Freud took his first small step toward the invention of psychoanalysis not by design but in response to a demand made by one of his patients. She was Baroness Fanny Moser, a forty-year-old widow whom he called Frau Emmy von N. in Studies on Hysteria. She sent for Freud in 1889 when she was suffering from facial tics, hallucinations of writhing snakes and dead rats, fearful dreams of vultures and fierce wild animals, frequent interruptions of her speech by a spastic clacking or popping noise that she made with her mouth, a fear of socializing, and a hatred of strangers.

Over a period of time Freud rid her of many of her symptoms by the cathartic Breuer method—she was the first patient with whom he used it—and also by the Nancy method of post-hypnotic suggestion. As he later reported in Studies:

The therapeutic success on the whole was considerable; but it was not a lasting one. The patient’s tendency to fall ill in a similar way under the impact of fresh traumas was not got rid of. Anyone who wanted to undertake the definitive cure of a case of hysteria such as this would have to enter more thoroughly into the complex of phenomena than I attempted to do.15

From Frau Emmy, however, he learned something of great importance. When he asked her to recall the traumatic episode that had initiated some symptom, she would often ramble on tediously and repetitiously without relating anything pertinent. One day Freud asked her why she had gastric pains and what they came from:

Her answer, which she gave rather grudgingly, was that she did not know. I requested her to remember by tomorrow. She then said in a definitely grumbling tone that I was not to keep on asking her where this or that came from, but to let her tell me what she had to say.16

To his credit, Freud sensed that this was an important request and let her proceed as she wished. She began talking of her husband’s death and wandered on from there, eventually speaking of the slander circulated by his relatives and by a “shady journalist” to the effect that she had poisoned him. Although this had nothing to do with her gastric pains, it revealed to Freud why she was so isolated and unsociable, and why she hated strangers; previous urging had not elicited the significant thoughts, but allowing her to ramble freely had. He realized that, wearisome as it might be, allowing the patient to say whatever came into her mind was a more effective route to hidden memories than prodding and probing; this eventually led him to the use of the technique, critically important to both therapy and research, of “free association.”

**TRY IT**
Please retype the passage on Freud and Frau Emmy von N. in full, word for word. The listing has no connection to the passage on Freud and Frau Emmy von N.

**DATA EXTRACT**

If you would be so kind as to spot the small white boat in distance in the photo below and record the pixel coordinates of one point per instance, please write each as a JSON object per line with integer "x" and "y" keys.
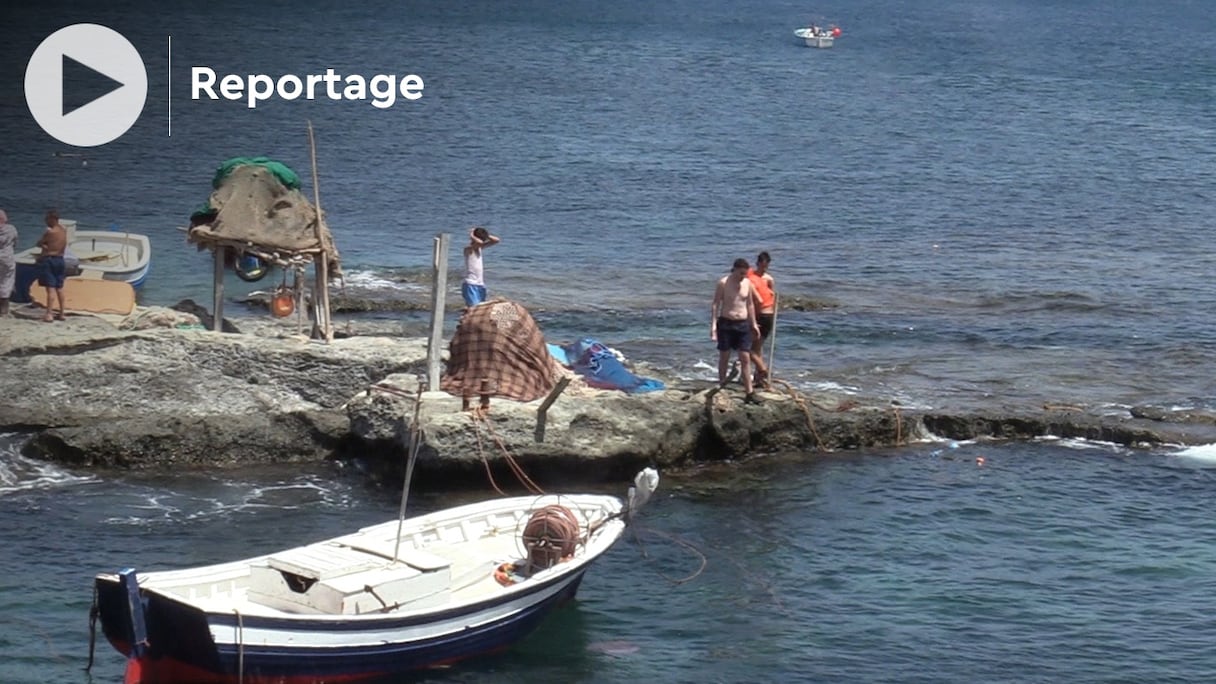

**TASK RESULT**
Freud took his first small step toward the invention of psychoanalysis not by design but in response to a demand made by one of his patients. She was Baroness Fanny Moser, a forty-year-old widow whom he called Frau Emmy von N. in Studies on Hysteria. She sent for Freud in 1889 when she was suffering from facial tics, hallucinations of writhing snakes and dead rats, fearful dreams of vultures and fierce wild animals, frequent interruptions of her speech by a spastic clacking or popping noise that she made with her mouth, a fear of socializing, and a hatred of strangers.

Over a period of time Freud rid her of many of her symptoms by the cathartic Breuer method—she was the first patient with whom he used it—and also by the Nancy method of post-hypnotic suggestion. As he later reported in Studies:

The therapeutic success on the whole was considerable; but it was not a lasting one. The patient’s tendency to fall ill in a similar way under the impact of fresh traumas was not got rid of. Anyone who wanted to undertake the definitive cure of a case of hysteria such as this would have to enter more thoroughly into the complex of phenomena than I attempted to do.15

From Frau Emmy, however, he learned something of great importance. When he asked her to recall the traumatic episode that had initiated some symptom, she would often ramble on tediously and repetitiously without relating anything pertinent. One day Freud asked her why she had gastric pains and what they came from:

Her answer, which she gave rather grudgingly, was that she did not know. I requested her to remember by tomorrow. She then said in a definitely grumbling tone that I was not to keep on asking her where this or that came from, but to let her tell me what she had to say.16

To his credit, Freud sensed that this was an important request and let her proceed as she wished. She began talking of her husband’s death and wandered on from there, eventually speaking of the slander circulated by his relatives and by a “shady journalist” to the effect that she had poisoned him. Although this had nothing to do with her gastric pains, it revealed to Freud why she was so isolated and unsociable, and why she hated strangers; previous urging had not elicited the significant thoughts, but allowing her to ramble freely had. He realized that, wearisome as it might be, allowing the patient to say whatever came into her mind was a more effective route to hidden memories than prodding and probing; this eventually led him to the use of the technique, critically important to both therapy and research, of “free association.”